[Passage given]

———

Concentration inequalities


In [5]:
z = np.linspace(0, 10, 1000)
t = 3

f1 = (z >= t)
f2 = z / t

colors = sns.color_palette()

fig, ax = plt.subplots(1, 2, figsize = (12, 4), sharey = True)
ax[0].add_artist(ConnectionPatch(xyA=(0, 0), xyB=(10, 0), coordsA="data", coordsB="data",
                                 arrowstyle="->", mutation_scale=10, lw = 2))
ax[0].add_artist(ConnectionPatch(xyA=(0, 0), xyB=(0, 3.5), coordsA="data", coordsB="data",
                                 arrowstyle="->", mutation_scale=10, lw = 2))

ax[0].plot(z, f1, color = colors[0], lw = 3, label = r'$\mathbf{1}\{Z \geq t\}$')
ax[0].plot(z, f2, color = colors[1], lw = 3, label = r'$\frac{Z}{t}$')
ax[0].set_xticklabels([])
ax[0].set_yticklabels([])

———

[Requirement 1] Copy the records verbatim, starting at the line that contains "tag=reflection on wooden" and ending at the final line of the records.

———

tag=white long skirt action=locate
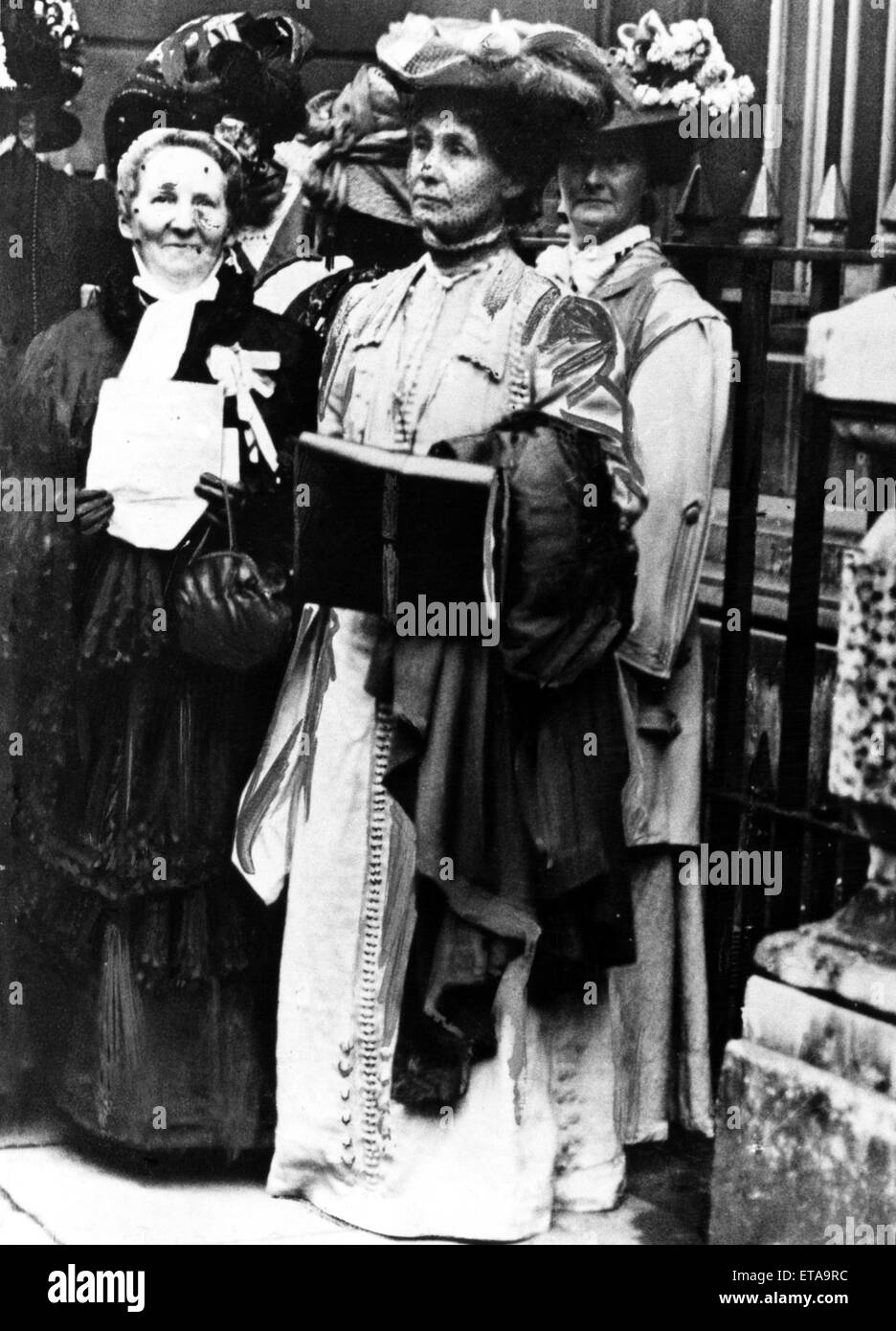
[260,611,624,1240]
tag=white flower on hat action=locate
[0,32,17,89]
[611,10,755,113]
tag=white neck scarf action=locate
[535,226,650,296]
[119,250,224,379]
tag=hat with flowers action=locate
[377,10,607,123]
[594,10,756,132]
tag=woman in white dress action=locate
[235,16,644,1240]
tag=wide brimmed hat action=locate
[103,11,314,169]
[300,65,414,226]
[602,10,756,133]
[377,11,609,115]
[0,0,84,151]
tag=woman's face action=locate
[408,110,525,245]
[558,134,647,248]
[119,147,231,291]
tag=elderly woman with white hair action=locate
[1,130,316,1153]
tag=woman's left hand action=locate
[195,471,248,529]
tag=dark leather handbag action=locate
[173,485,293,672]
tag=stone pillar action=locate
[709,290,896,1246]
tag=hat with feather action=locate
[0,0,84,151]
[377,10,613,207]
[301,65,414,226]
[377,10,606,123]
[103,11,314,174]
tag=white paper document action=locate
[86,379,239,550]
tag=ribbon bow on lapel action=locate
[205,342,280,471]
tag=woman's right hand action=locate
[75,490,115,536]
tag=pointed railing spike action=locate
[739,163,781,245]
[675,161,716,241]
[808,165,849,246]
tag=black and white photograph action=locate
[0,0,896,1277]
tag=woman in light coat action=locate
[538,13,747,1143]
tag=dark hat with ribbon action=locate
[0,0,84,151]
[103,11,314,169]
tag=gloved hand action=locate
[195,471,248,531]
[75,490,115,536]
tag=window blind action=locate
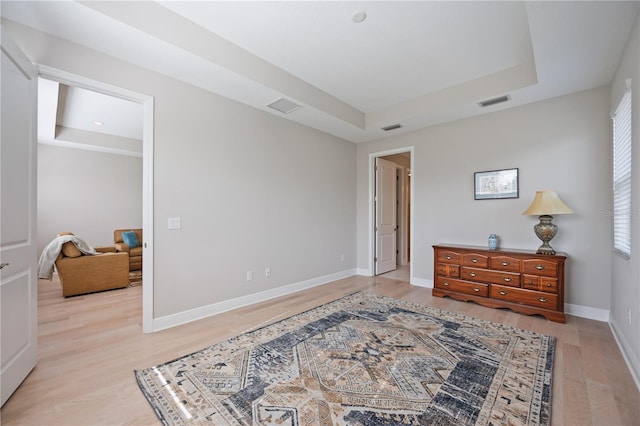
[613,91,631,257]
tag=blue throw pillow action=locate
[122,231,140,248]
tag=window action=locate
[613,90,631,258]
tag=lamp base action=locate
[536,244,556,255]
[533,214,558,255]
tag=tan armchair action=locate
[113,229,144,271]
[55,247,129,297]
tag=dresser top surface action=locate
[433,244,567,258]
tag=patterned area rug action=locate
[135,292,555,426]
[129,270,142,287]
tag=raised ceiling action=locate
[2,1,640,142]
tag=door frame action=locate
[36,64,154,333]
[367,145,416,284]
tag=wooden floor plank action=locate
[0,276,640,426]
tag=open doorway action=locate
[38,66,153,333]
[370,148,413,282]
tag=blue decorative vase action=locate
[489,234,498,250]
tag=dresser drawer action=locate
[522,275,558,293]
[489,256,520,272]
[460,267,520,287]
[462,253,489,268]
[489,285,558,310]
[436,263,460,278]
[437,250,460,263]
[522,259,558,277]
[435,277,489,297]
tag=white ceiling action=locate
[2,1,640,142]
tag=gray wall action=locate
[357,88,611,311]
[38,144,142,253]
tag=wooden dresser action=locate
[433,245,567,322]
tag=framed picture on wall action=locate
[473,169,519,200]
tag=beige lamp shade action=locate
[522,190,573,216]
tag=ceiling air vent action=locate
[382,124,402,132]
[267,98,302,114]
[478,95,511,108]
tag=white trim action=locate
[564,303,609,322]
[356,268,371,277]
[38,139,143,158]
[368,145,416,282]
[36,64,154,333]
[409,277,433,288]
[152,269,356,331]
[609,318,640,390]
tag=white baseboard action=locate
[152,269,356,332]
[356,268,371,277]
[609,317,640,390]
[564,303,609,322]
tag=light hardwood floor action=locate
[0,276,640,425]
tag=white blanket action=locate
[38,235,98,281]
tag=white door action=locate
[374,158,397,275]
[0,28,38,405]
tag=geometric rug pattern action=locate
[135,292,555,426]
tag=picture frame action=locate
[473,168,520,200]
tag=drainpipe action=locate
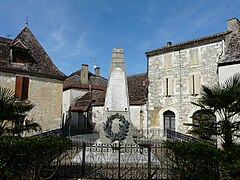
[146,56,149,136]
[179,50,183,131]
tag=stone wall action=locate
[218,64,240,83]
[29,76,63,131]
[0,72,63,134]
[148,41,223,133]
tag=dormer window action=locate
[12,51,24,63]
[15,76,29,100]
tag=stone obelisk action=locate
[100,48,134,144]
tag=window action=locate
[189,48,199,65]
[15,76,29,100]
[164,54,173,68]
[10,49,24,63]
[164,77,174,97]
[163,111,175,132]
[189,74,200,96]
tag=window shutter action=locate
[189,48,199,65]
[164,54,172,68]
[189,75,194,95]
[15,76,23,99]
[194,74,200,95]
[163,78,168,96]
[168,77,173,96]
[22,77,29,100]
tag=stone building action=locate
[62,64,107,131]
[146,18,240,134]
[218,18,240,83]
[63,51,148,132]
[0,27,66,131]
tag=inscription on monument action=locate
[105,68,128,111]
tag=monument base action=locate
[72,140,160,165]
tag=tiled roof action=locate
[218,29,240,66]
[63,70,107,90]
[145,31,231,57]
[0,27,66,80]
[75,73,148,106]
[0,37,12,44]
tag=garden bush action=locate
[0,136,72,179]
[164,141,222,180]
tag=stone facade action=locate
[0,72,63,131]
[0,27,66,135]
[29,76,63,131]
[148,40,223,133]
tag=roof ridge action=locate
[11,26,28,44]
[127,72,147,77]
[145,30,232,56]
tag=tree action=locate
[0,87,41,136]
[185,73,240,150]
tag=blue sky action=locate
[0,0,240,78]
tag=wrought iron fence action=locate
[49,142,171,179]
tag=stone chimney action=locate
[95,66,100,76]
[167,41,172,46]
[81,64,88,84]
[227,18,240,32]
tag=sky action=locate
[0,0,240,78]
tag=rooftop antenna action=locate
[25,17,28,27]
[6,33,12,38]
[90,57,98,69]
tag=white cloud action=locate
[48,25,66,52]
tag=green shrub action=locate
[0,136,72,179]
[164,141,222,180]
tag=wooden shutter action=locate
[189,75,194,95]
[22,77,29,100]
[168,77,173,96]
[189,48,199,65]
[15,76,29,100]
[15,76,23,99]
[162,78,167,96]
[194,74,200,95]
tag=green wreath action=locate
[103,113,130,142]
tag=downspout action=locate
[146,56,149,136]
[179,50,183,128]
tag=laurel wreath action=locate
[103,113,130,142]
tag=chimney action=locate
[227,18,240,32]
[95,66,100,76]
[81,64,88,84]
[167,41,172,46]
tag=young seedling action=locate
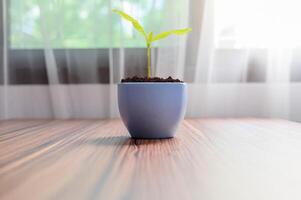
[112,9,192,78]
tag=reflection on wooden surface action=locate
[0,119,301,200]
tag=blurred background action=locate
[0,0,301,121]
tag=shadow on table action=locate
[85,135,178,146]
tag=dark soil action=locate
[121,76,183,83]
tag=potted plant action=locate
[113,9,191,139]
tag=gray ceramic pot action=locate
[118,83,187,139]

———

[Requirement 2] In the concentration inequalities code, what figure size is passed to plt.subplots?

[Correct output 1]
tag=reflection on wooden surface action=locate
[0,119,301,200]
tag=blurred background action=locate
[0,0,301,121]
tag=shadow on table action=locate
[85,135,178,146]
tag=dark soil action=locate
[121,76,183,83]
tag=potted plant action=locate
[113,9,191,139]
tag=gray ceramic pot action=locate
[118,83,187,139]

[Correct output 2] The figure size is (12, 4).